═════ Record excerpts

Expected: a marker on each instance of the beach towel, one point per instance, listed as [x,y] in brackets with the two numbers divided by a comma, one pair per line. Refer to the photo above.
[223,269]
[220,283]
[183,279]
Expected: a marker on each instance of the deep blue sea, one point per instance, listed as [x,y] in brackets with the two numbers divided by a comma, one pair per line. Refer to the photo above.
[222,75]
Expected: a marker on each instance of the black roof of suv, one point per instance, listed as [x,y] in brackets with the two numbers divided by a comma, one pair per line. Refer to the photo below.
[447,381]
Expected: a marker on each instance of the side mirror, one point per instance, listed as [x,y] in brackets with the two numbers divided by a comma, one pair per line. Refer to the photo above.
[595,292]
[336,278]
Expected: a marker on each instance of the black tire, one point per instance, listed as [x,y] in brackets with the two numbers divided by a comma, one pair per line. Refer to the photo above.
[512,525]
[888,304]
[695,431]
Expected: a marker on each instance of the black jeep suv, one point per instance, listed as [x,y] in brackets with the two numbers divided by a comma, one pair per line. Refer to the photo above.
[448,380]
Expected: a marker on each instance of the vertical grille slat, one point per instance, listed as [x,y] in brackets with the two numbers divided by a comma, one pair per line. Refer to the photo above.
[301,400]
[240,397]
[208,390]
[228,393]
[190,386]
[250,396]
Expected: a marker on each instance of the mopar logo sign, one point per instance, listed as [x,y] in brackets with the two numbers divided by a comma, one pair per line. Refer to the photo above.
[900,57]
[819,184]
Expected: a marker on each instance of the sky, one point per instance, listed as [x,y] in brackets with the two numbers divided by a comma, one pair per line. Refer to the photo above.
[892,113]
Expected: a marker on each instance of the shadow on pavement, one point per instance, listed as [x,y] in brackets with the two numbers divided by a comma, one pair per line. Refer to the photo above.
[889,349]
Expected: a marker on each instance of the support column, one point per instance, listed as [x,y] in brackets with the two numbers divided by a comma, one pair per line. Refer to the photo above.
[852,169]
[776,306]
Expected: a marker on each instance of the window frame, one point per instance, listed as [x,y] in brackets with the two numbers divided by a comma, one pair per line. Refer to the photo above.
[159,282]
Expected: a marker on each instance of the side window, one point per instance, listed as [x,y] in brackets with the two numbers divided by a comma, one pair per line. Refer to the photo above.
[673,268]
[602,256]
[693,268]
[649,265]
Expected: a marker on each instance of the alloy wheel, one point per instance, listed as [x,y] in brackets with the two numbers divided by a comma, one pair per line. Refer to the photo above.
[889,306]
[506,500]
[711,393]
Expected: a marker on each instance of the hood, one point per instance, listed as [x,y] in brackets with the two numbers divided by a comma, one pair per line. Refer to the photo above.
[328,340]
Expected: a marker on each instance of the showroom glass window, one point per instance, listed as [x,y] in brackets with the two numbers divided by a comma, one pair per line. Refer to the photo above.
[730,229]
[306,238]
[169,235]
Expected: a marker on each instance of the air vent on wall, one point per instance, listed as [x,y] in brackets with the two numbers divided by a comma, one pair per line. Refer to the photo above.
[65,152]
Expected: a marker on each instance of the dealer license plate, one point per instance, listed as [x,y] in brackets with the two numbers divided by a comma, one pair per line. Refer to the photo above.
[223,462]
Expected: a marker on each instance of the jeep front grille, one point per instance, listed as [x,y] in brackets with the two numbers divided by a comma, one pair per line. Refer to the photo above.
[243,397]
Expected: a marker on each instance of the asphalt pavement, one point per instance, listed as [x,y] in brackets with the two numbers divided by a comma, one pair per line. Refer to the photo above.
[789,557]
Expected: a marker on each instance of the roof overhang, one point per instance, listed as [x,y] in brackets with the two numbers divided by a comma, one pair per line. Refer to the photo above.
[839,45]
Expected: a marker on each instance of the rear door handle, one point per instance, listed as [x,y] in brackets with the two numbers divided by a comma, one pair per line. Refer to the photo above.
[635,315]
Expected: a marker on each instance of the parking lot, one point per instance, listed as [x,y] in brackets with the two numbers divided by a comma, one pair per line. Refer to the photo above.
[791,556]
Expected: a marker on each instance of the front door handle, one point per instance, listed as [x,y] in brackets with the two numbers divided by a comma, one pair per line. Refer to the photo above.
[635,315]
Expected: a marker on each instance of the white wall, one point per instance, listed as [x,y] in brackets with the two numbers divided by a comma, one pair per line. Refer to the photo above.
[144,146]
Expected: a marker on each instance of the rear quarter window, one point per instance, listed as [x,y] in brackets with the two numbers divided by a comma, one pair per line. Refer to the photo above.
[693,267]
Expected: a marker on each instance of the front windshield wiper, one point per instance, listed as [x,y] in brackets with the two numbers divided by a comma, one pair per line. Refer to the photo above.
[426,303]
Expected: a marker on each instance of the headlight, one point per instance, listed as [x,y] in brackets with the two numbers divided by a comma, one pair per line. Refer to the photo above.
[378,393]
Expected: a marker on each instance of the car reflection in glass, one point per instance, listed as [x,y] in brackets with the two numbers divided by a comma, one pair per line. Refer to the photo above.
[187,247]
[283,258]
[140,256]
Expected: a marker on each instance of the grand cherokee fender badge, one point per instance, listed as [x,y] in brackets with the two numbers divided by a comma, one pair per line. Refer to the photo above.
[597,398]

══════════

**Work item**
Line by line, copy the data above.

**Result for this task**
Expected: a marker on each instance of the beach towel, one point per instance, listed as [x,y] in brackets with the two numbers divided by a comma, one pair per line. Refer to the photo above.
[223,269]
[220,283]
[183,279]
Expected: a marker on each instance of the deep blue sea, one point per instance, listed as [x,y] in brackets with the two numbers divided by a comma, one pair per line. Refer to the photo above.
[222,75]
Expected: a marker on each instance of the black roof of suv, one point per instance, listed as [x,y] in brackets with the two numbers divided by a comma, one pair per line. Refer to the photo below.
[447,381]
Expected: a marker on each instance of the side mirror, one point per instance, listed as [x,y] in brackets with the two numbers divided by a comma, one pair per line. Refer to the photo above.
[595,292]
[336,278]
Expected: a marker on each instance of the black tire, one point per instance, listed as [x,y] in brackets with the two numbers divided by a comma, one pair per line. Refer to the photo above.
[512,525]
[888,304]
[695,431]
Expected: a marker on each instance of the black jeep suv, one point per instance, listed as [x,y] in brackets with the two numbers divided by a comma, one pair per line. Refer to the photo above.
[448,380]
Expected: a marker on each instance of the vertical grille slat, one point per instance, listed as [x,y] in brackets with the two numbers divided by a comma, one pair per line. Refer to the photo above.
[301,400]
[240,397]
[208,390]
[228,393]
[190,386]
[250,396]
Expected: a marker on each instance of the mopar logo sign, one point per instance, listed as [x,y] in brackets with the two numbers divided by a comma, one pair per line. Refer to the photo above.
[900,57]
[819,184]
Expected: a marker on each instance of the sky, one point per instance, listed as [x,y] in brackets with the two numbers divided by a comma, one pair per line. Refer to the photo above.
[892,113]
Expected: a marker on each instance of the shadow on pavement, one point per instance, listed as [x,y] in brackets with the two numbers divided by a comma, one pair per line. Refer to the photo above.
[889,349]
Expected: a marker on each instance of the support column, one point per instance, listed as [x,y] in brackets with the two numbers divided by a comma, one pair per line. Refer to the photo above.
[852,169]
[776,306]
Expected: a marker on each instance of the window frame, one point per instance, listed as [x,y] in brackets with the two numbers divided by a comma, one pair per line. Refer to the photo above.
[159,282]
Expected: a marker on each instance of the side window, one point per instance, listed as [x,y] in brackets with the two numbers divided by a comma, one pair per line. Refer to the photo above.
[673,268]
[602,256]
[693,268]
[649,265]
Expected: a marker on each instance of the alloy wheel, one point per instance, listed as [x,y] in brackets with the two numbers divided by a comma, one pair per line. Refer to the photo above.
[889,306]
[506,500]
[711,393]
Expected: a marker on each instance of the hood, one point per instance, listed as [x,y] in brackets with the two numbers divided by a comma, one pair per line. Refer to the photo above.
[328,340]
Expected: a marker on each instance of the showroom glass window, one point per instance, listed as [x,y] in brackets with the two numbers divided by a comma, one pair per line. Refer to the photo above.
[730,229]
[306,238]
[169,235]
Expected: a marker on each instance of the air vent on wall, one point per instance, listed as [x,y] in brackets with the two numbers divided by a comma, one pair per line. Refer to the photo above.
[65,152]
Expected: a marker on each instance of the dealer license plate, one point per instance, listed as [x,y] in brackets with the two numbers divided by a comma, one pair per line. Refer to the photo above.
[223,462]
Expected: a marker on each instance of the jeep front grille, one point per instance, listed as [x,y] in brackets with the two numbers divided by a comma, one pair per line. Refer to the photo above.
[243,397]
Expected: a marker on each instance of the asphalt pavement, one point per instance, listed as [x,y] in brackets with the two numbers divided by a comma, one pair per line. Refer to the photo above.
[789,557]
Expected: a marker on each instance of the roof overhang, one point per instance, listed as [x,y] in brackets with the two numbers divided by a comma, one pair per line. Refer to the photo above.
[839,45]
Expected: a marker on each instance of the rear door handle, one point per instance, listed as [x,y] in brackets with the two numbers divided by a comma, one pair per line. Refer to the photo above.
[635,315]
Expected: a marker on each instance of the parking lot, one point per instance, listed as [x,y] in brackets with the two numbers divided by a comma, one pair per line. Refer to the photo above.
[791,556]
Expected: a marker on each instance of the front door handle, one point per instance, listed as [x,y] in brackets with the two numbers divided by a comma, one pair per line. Refer to the photo above.
[635,315]
Expected: a marker on each instance of the white wall, one point per instance, listed as [x,y] in brackets with the two numbers divided by a comma, one pair per line. Refer to the photo above.
[144,146]
Expected: a marker on each instance of the rear quarter window, one point per instance, listed as [x,y] in brackets with the two numbers divided by a comma, one pair per line. Refer to the photo above.
[693,267]
Expected: a marker on each instance of the front windshield wiper, one point per instance, listed as [x,y] in brackets with the two numbers divided by a comma, one pair per line. Refer to the photo above.
[426,303]
Expected: a marker on each instance of the headlight, one point per instance, listed as [x,y] in brackets with the two numbers divided by a comma, one pair per line. Refer to the photo above.
[378,393]
Expected: a marker on each instance of the car reflection in glass, one point per instance, listed as [x,y] in brackets with the two numbers divided by a comma, one pair per line. Refer to the photo above.
[187,247]
[283,258]
[140,256]
Expected: a marker on each instance of the grand cherokee fender badge, one point per instance, listed as [x,y] in brackets with the two numbers divided by a comma, one pair per line. Refer to the photo above.
[597,398]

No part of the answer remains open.